● **Your objective**: Rewrite the material from the line containing "Presence query — locate the railing" through the end, swapping "railing post" for "fence post" and keeping everything else unchanged.

● **Stored data entries**:
------
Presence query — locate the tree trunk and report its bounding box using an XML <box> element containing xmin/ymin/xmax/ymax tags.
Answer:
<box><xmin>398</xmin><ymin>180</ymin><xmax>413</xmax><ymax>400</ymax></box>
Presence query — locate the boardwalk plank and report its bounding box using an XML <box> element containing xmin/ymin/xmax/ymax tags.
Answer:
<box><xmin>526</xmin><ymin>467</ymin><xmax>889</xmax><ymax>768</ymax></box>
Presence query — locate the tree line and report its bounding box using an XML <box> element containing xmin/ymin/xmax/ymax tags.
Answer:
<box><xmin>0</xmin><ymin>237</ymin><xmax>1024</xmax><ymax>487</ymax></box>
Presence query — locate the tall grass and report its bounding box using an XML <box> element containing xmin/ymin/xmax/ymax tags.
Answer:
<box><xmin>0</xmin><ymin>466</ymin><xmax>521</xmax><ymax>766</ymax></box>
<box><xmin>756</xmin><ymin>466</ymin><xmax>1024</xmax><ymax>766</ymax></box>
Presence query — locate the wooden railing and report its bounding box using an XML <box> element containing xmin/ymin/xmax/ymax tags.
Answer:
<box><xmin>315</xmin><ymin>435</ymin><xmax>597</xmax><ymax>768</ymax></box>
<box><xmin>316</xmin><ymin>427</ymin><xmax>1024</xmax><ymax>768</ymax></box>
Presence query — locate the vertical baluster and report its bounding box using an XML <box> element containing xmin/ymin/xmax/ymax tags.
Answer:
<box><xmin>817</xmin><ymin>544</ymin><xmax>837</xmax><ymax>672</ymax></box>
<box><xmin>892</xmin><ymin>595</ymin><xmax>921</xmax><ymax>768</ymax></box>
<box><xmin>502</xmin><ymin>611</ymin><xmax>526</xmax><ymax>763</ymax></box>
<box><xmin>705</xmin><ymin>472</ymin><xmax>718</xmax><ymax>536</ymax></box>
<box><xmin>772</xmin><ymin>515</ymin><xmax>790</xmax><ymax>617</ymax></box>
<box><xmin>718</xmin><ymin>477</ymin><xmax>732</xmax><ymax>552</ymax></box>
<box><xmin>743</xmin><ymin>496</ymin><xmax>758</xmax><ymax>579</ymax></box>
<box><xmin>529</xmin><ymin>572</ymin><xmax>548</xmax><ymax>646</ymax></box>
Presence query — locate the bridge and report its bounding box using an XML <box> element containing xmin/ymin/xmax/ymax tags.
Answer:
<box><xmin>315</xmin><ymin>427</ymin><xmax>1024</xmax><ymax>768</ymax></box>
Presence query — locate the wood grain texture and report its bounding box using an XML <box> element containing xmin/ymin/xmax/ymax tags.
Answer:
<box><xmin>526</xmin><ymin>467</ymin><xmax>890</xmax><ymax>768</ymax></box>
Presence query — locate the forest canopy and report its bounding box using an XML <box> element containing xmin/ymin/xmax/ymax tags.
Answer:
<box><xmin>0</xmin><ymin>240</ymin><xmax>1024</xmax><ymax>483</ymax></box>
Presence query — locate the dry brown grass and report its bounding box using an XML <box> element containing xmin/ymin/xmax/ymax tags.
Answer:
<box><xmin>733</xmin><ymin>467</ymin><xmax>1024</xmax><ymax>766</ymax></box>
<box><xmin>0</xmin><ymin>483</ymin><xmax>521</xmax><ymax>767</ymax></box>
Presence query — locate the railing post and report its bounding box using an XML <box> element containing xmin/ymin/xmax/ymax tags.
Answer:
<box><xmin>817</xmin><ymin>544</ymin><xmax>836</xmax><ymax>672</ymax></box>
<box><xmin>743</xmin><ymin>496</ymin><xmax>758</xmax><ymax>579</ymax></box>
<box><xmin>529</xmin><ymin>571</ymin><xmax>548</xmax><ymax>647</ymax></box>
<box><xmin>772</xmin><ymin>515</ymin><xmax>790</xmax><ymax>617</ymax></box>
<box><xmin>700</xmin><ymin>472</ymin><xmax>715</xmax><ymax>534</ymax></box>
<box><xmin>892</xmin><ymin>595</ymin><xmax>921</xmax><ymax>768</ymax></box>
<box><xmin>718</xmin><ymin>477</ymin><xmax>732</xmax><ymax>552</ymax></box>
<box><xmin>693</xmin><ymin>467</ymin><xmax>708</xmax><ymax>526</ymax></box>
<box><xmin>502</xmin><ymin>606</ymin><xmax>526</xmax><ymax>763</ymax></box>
------
● **Full response**:
Presence query — locate the fence post and report its bounding box using an XML <box> element containing xmin/ymin/xmax/ymax tags.
Answer:
<box><xmin>817</xmin><ymin>544</ymin><xmax>836</xmax><ymax>672</ymax></box>
<box><xmin>743</xmin><ymin>496</ymin><xmax>758</xmax><ymax>579</ymax></box>
<box><xmin>529</xmin><ymin>571</ymin><xmax>548</xmax><ymax>647</ymax></box>
<box><xmin>772</xmin><ymin>515</ymin><xmax>790</xmax><ymax>617</ymax></box>
<box><xmin>700</xmin><ymin>472</ymin><xmax>715</xmax><ymax>534</ymax></box>
<box><xmin>892</xmin><ymin>595</ymin><xmax>921</xmax><ymax>768</ymax></box>
<box><xmin>718</xmin><ymin>477</ymin><xmax>732</xmax><ymax>552</ymax></box>
<box><xmin>693</xmin><ymin>467</ymin><xmax>708</xmax><ymax>526</ymax></box>
<box><xmin>502</xmin><ymin>606</ymin><xmax>526</xmax><ymax>763</ymax></box>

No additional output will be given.